══ Data listing ══

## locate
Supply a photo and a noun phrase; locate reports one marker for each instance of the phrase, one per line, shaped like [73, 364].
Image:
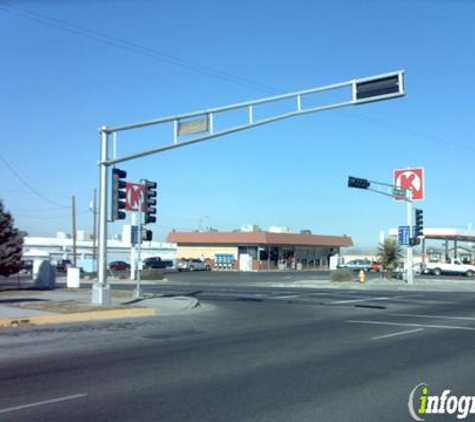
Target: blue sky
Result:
[70, 67]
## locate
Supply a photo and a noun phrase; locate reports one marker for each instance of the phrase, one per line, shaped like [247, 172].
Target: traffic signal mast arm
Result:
[200, 126]
[185, 127]
[381, 188]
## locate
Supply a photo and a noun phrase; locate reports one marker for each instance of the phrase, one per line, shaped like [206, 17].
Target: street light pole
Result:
[101, 290]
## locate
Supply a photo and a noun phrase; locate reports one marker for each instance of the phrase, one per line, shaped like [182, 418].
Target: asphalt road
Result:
[257, 355]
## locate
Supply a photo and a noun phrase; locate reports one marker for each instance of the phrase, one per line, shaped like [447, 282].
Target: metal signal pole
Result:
[191, 128]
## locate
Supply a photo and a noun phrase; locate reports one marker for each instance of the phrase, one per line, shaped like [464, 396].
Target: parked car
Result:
[357, 264]
[376, 267]
[455, 267]
[62, 265]
[157, 263]
[119, 266]
[26, 266]
[193, 265]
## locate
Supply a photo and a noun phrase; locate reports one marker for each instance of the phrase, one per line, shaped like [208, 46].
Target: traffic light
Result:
[150, 202]
[419, 227]
[356, 182]
[147, 235]
[118, 194]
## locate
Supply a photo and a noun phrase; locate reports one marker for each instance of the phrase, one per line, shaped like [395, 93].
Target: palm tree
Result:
[390, 254]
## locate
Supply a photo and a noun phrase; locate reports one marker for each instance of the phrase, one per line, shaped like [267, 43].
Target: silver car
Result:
[193, 265]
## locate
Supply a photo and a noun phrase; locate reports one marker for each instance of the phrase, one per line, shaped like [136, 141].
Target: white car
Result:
[193, 265]
[456, 267]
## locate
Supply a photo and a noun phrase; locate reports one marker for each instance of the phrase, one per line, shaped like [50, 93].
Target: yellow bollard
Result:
[361, 276]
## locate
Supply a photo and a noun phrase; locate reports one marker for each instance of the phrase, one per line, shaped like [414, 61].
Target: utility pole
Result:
[73, 206]
[94, 230]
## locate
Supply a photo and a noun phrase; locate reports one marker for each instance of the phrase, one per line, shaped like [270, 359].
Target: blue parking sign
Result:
[403, 235]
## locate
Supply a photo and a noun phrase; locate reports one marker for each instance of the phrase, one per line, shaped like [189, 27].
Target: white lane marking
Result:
[435, 316]
[397, 324]
[42, 403]
[336, 302]
[400, 333]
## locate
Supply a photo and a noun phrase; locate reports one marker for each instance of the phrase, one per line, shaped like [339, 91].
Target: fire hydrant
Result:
[361, 276]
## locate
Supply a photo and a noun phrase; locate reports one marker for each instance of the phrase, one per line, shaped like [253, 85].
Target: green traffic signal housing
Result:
[359, 183]
[150, 202]
[118, 194]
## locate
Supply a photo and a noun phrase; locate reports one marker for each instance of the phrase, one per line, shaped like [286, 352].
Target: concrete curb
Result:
[77, 317]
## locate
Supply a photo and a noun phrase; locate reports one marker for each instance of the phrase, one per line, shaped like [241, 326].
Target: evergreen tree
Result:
[11, 244]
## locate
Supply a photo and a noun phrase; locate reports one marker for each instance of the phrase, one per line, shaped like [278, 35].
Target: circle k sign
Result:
[412, 179]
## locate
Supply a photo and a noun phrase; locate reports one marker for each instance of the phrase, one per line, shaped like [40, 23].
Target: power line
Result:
[132, 47]
[178, 61]
[28, 186]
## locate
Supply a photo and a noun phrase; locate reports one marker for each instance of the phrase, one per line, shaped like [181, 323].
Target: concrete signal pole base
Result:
[101, 294]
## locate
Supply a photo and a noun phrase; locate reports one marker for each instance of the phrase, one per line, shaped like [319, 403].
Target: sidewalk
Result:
[39, 307]
[420, 284]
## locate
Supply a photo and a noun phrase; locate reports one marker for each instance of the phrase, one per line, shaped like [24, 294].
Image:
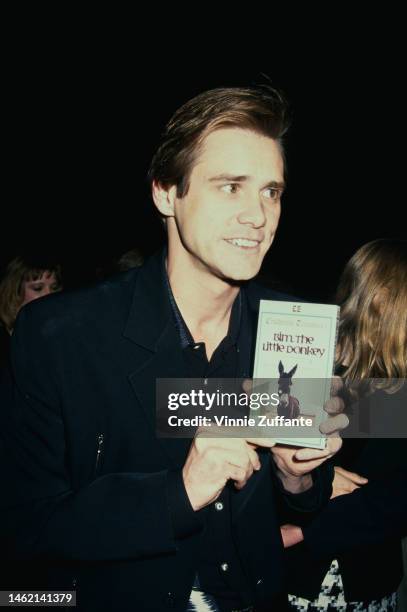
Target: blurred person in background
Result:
[372, 349]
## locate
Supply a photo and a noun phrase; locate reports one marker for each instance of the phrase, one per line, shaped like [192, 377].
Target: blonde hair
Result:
[372, 293]
[11, 286]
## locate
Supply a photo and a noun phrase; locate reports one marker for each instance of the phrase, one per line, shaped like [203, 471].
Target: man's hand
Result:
[291, 535]
[211, 462]
[295, 464]
[336, 421]
[346, 482]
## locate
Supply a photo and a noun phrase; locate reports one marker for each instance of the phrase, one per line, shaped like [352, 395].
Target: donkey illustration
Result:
[289, 406]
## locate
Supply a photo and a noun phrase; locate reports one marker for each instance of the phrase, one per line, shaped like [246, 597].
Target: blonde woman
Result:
[372, 347]
[24, 279]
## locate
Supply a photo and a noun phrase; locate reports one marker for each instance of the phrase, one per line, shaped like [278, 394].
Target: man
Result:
[132, 522]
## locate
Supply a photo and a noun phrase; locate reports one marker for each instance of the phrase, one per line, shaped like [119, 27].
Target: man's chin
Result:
[241, 275]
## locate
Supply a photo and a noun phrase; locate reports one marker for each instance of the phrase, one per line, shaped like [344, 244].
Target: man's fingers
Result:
[306, 454]
[264, 442]
[336, 385]
[334, 424]
[335, 405]
[254, 458]
[332, 447]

═══

Could you restate every record above word for word, leaving the pictures out?

## locate
Supply a photo and a noun phrase; locate reports one marker for each instance of the phrase, one per line, shaped like [73, 364].
Image:
Target: blue sky
Result:
[70, 67]
## locate
Supply a photo and a noun phrase; locate reports one marker for each instance of the phrase, one per line, shaped like [247, 172].
Target: traffic signal mast arm
Result:
[200, 126]
[185, 127]
[381, 188]
## locate
Supply a photo and a noun phrase; locate reports one marker for each instance of the phrase, one per line, shaped like [206, 17].
Target: street light pole
Result:
[101, 290]
## locate
Supply a photo and a noun phrase; locate reports one marker for each instance of the phrase, one per line, shaped like [182, 418].
Target: asphalt road
Result:
[257, 355]
## locate
Supply a photo and a noun phrase; locate reports one marker for each instance of the phrase, one per line, shaped like [447, 282].
Target: metal signal pole
Result:
[191, 128]
## locate
Supply a photo and a noun phrase; locate reports one marker for each instance of the phrase, one per line, shaped like [464, 396].
Target: parked car
Result:
[357, 264]
[376, 267]
[455, 267]
[62, 265]
[157, 263]
[119, 266]
[26, 266]
[193, 265]
## locate
Supply a photo and a noun phrase; locate reports one marker for each instance of the phrase, one per line, shaped like [208, 46].
Target: traffic light
Result:
[150, 202]
[419, 227]
[356, 182]
[147, 235]
[118, 194]
## locate
Supply a photo and a noun phrase; locate reports one marker for each instance of the phrase, one per line, shaped like [395, 93].
Target: palm tree
Result:
[390, 254]
## locate
Supply a photo and a noun phrase; locate reports one marker for each instance of the phrase, one per line, shaped like [267, 43].
Target: silver car
Result:
[193, 265]
## locate
Supply a photo and a noun phrase; locate reports one marker for each instance of the phrase, one per line, shaped like [136, 141].
Target: white car
Result:
[193, 265]
[456, 267]
## locate
Supply a photo and a noun phrase; locate reports one marker for each instance of the phrase, one per line, shaped like [50, 93].
Target: yellow bollard
Result:
[361, 276]
## locate
Supply a photo and a noun phrase; locate reports one marker for each instance of the phrase, one per line, shaped like [414, 61].
Target: utility pole
Result:
[73, 206]
[94, 230]
## locate
Supply a photo and a noun phrase; locate reports one marker for each instance of the phrase, one per line, shaped like [270, 359].
Target: blue parking sign
Result:
[403, 235]
## locate
Supply a photo and a noun phrase; locate reports one marker for each instance of the phrase, one per line, shaped like [189, 27].
Target: white lane marking
Result:
[435, 316]
[397, 324]
[42, 403]
[336, 302]
[400, 333]
## locate
Supply a photo and a noun phrase; locate reports one marker for each instance of the phrase, one per line, shaped like [339, 91].
Target: fire hydrant
Result:
[361, 276]
## locate
Supply a photo and a noun phrase; locate reports one marker for each instance of the phrase, one per line, shaped like [253, 85].
Target: green traffic signal housing
Result:
[359, 183]
[150, 202]
[118, 194]
## locate
Supply a photo and a noun phrase; locate reports one marker for each instance of the phrase, one per line, shaped like [286, 352].
Target: concrete curb
Result:
[77, 317]
## locate
Supply a photo and a noun phrase; locate reports one marker for each instance of the phrase, one per line, shaped like [241, 326].
Target: evergreen tree
Result:
[11, 244]
## locate
Supply a photo and a noun phrase; locate reports one marker for each instance of the phrase, one per line, shaped like [278, 35].
Target: circle k sign
Result:
[412, 179]
## locate
Supply a photo and a noun phrase; locate reports one marker for each instance of the phrase, one per line, shaped like [40, 23].
Target: power line
Result:
[132, 47]
[178, 61]
[28, 186]
## locate
Supply a photo and a noun phrase; locate reports one marker for each instance of the phrase, one per line, shaped like [181, 323].
Target: concrete signal pole base
Result:
[101, 294]
## locate
Supply a photo and a noun phrase; locate reports one marker for each instance of the phrase, one per line, shaped like [319, 403].
Target: sidewalk
Result:
[39, 307]
[420, 284]
## locate
Supply a photo and a noun phrase; locate reports one marker for each instance of the phrase, one per line, shaped like [24, 294].
Image:
Target: blurred person in background
Result:
[372, 349]
## locate
Supply a photo and a noun phrase; locate reports one marker for each instance of the phrase, one per line, shaped like [192, 377].
Target: blonde hair
Result:
[372, 293]
[11, 286]
## locate
Supply a photo and a noun phrase; locate reports one marker for each instance of the phrase, one per line, shaped like [203, 471].
Target: man's hand
Result:
[291, 535]
[211, 462]
[295, 464]
[336, 421]
[346, 482]
## locate
Supply a photo and a noun phrase; locate reports one marker for each instance of the phrase, one per line, shaped like [352, 395].
Target: donkey illustration
Result:
[289, 406]
## locate
Supply a photo and a noun phrase; locate reports one marker for each instance of the phrase, one per line, shaped like [246, 597].
Target: blonde woman
Result:
[372, 347]
[24, 279]
## locate
Supply a photo and a noun phrase; locate reports one marker for each instance of the phrase, one per line, shaped like [278, 394].
Target: man
Result:
[132, 522]
## locate
Supply a photo and a noun phrase; locate reports one marker for each instance of the phrase, one per line, shaped like [119, 27].
Target: man's chin
Result:
[241, 275]
## locate
Supply a photo and a noun phrase; locate reports one marker for each instance of the phrase, one per line, shaped like [344, 244].
Target: man's fingers
Result:
[306, 454]
[264, 442]
[336, 385]
[334, 424]
[335, 405]
[254, 458]
[332, 447]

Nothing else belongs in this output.